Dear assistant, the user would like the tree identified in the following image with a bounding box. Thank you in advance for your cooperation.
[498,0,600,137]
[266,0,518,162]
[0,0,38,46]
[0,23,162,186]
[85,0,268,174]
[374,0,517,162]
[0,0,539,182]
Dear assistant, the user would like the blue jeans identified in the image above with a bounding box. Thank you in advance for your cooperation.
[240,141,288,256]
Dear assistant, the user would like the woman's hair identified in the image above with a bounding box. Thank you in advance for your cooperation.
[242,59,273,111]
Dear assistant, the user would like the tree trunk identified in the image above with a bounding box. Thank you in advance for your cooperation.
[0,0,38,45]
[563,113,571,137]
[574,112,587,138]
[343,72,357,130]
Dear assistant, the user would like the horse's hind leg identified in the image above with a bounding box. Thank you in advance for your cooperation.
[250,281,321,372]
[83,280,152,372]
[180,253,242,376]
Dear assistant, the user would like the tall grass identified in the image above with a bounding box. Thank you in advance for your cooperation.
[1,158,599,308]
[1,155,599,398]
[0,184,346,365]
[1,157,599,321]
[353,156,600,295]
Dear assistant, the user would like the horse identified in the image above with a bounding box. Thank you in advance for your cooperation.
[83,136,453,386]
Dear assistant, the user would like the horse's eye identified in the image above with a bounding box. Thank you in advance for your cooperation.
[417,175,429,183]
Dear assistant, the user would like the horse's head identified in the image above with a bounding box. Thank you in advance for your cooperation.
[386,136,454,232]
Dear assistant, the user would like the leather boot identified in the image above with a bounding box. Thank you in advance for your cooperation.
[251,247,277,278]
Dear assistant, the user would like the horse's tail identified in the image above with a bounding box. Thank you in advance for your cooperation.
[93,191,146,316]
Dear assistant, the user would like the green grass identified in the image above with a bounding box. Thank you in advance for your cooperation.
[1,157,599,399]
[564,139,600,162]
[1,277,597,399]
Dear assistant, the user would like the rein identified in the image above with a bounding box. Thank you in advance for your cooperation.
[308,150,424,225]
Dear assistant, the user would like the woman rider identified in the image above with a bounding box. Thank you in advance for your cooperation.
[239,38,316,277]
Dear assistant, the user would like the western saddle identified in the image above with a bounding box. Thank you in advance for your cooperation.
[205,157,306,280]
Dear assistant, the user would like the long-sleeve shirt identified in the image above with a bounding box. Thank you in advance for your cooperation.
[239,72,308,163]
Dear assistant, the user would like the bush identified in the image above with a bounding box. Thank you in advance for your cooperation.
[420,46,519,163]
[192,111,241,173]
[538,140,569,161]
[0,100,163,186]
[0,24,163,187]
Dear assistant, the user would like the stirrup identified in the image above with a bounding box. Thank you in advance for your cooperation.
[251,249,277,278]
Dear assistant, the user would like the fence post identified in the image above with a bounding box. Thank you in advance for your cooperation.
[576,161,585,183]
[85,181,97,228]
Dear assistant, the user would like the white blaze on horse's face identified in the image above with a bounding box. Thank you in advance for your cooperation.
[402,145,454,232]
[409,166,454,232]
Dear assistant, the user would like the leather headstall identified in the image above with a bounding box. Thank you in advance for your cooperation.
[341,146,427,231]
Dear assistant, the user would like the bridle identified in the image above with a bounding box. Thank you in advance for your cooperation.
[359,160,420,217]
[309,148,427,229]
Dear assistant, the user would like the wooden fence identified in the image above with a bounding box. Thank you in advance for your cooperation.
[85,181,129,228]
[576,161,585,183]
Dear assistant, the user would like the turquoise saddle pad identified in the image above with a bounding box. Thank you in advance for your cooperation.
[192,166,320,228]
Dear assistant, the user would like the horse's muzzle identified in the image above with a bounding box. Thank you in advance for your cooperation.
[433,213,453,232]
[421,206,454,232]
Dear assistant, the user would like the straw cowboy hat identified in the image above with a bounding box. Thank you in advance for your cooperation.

INSTRUCTIONS FOR THE TASK:
Every entry above, from first to last, should be repeated exactly.

ANSWER SECTION:
Dear assistant, the user would like the tree identified in the following image with a bounding box. Thank you in advance for your cooperation.
[498,0,600,137]
[266,0,518,162]
[0,0,38,46]
[0,23,162,186]
[85,0,268,174]
[374,0,517,162]
[0,0,539,182]
Dear assistant, the user would like the blue jeans identified in the image above with a bounding box. Thank you in advance for your cooperation.
[240,141,288,256]
Dear assistant, the user would like the woman's hair identified in the image above with a bounding box. Thank you in advance for your cooperation.
[242,59,273,111]
Dear assistant, the user would like the tree trunk identified in the image above with a bounding box. Thank you in advance for your cooperation.
[0,0,38,45]
[563,113,571,137]
[574,112,587,138]
[343,72,357,130]
Dear assistant, the user would like the horse's hind leg identified in the image above with a bounding box. Thank you in advance for your cooperation.
[250,281,321,372]
[83,280,152,372]
[180,253,242,376]
Dear assistant, the user would like the tall grass identified in the image above with a bounding box. Thank you in advance for your cooperation.
[1,158,599,308]
[1,155,599,398]
[0,184,346,365]
[1,157,599,321]
[353,156,600,295]
Dear assistant, the user would like the horse identified in the image above with a bounding box. Thank you in advance for your cooperation.
[83,136,453,386]
Dear assistant, the user would like the horse's eye identified in the image above with a bounding box. Thank you in advance for your cooperation.
[417,175,429,183]
Dear assistant, the user would like the horse's head identified in the image above with a bounding box. Thank you in advance for your cooperation.
[386,136,454,232]
Dear assistant, the user would like the leather boot identified in the image above with a bounding box. Thank you in advance for your cooperation.
[251,247,277,278]
Dear assistant, the user would like the horse's tail identified in the image above with a bounding box. Thank you in advance for your cooperation.
[93,191,146,316]
Dear assistant, the user would like the green grass identified in the image above with a bounding box. Thank you in advance for your cooperation.
[1,157,599,399]
[564,139,600,162]
[1,277,597,399]
Dear assistant, the user would like the rein identified in the image above with a bounding box. Thank you in advance for your cooperation.
[308,150,424,225]
Dear assistant, the user would like the woman rider identified in the image above with a bounding box. Thank you in advance for your cooperation.
[239,38,316,277]
Dear assistant, the user would like the western saddle identified in the image above with a bounding box. Thank you in advance for your cooperation.
[205,157,306,280]
Dear assistant, the user would like the long-sleeve shirt identified in the image above with a bounding box. Thank you in advance for your cooperation.
[239,72,308,163]
Dear assistant, the user would like the bush identified in the image above with a bounding box. Thank you in advance for your cooperation.
[420,46,519,163]
[192,111,241,173]
[538,140,569,161]
[0,100,163,186]
[0,24,163,187]
Dear assistant, the user would like the stirrup identified in the image above with a bounding box. Thank you in advance for your cooperation.
[251,249,277,278]
Dear assistant, the user would like the fence post identified in the image above with a bounding box. Thank you in advance for your cooperation.
[576,161,585,183]
[85,181,97,228]
Dear assistant, the user would like the white blaze on horse's face identified in the image above with a bounding box. Thank you in advance for your cooperation.
[402,145,454,232]
[409,166,454,232]
Dear assistant, the user would like the leather headstall identified in the image above with a bounding box. Thank you in advance for your cooperation.
[341,146,427,231]
Dear assistant, the user would like the bridle identified in the image above with a bounding box. Thank you in advance for your cooperation.
[359,160,420,217]
[309,148,427,229]
Dear assistant, the user would like the wooden fence identified in the image above with a bounding box. Thank you in advance for your cooperation.
[85,181,129,228]
[576,161,585,183]
Dear assistant, the user would like the turquoise saddle pad identified in the image above with a bounding box. Thank you in advance for your cooperation.
[192,166,320,228]
Dear assistant, the user would like the horse's muzzle identified in the image above with a bounding box. Thank you in advance for your cooperation.
[433,213,453,232]
[421,206,454,232]
Dear assistant, the user would like the straw cowboy hat identified in the image above with a bounding box. Thank you in advance for your cooperation.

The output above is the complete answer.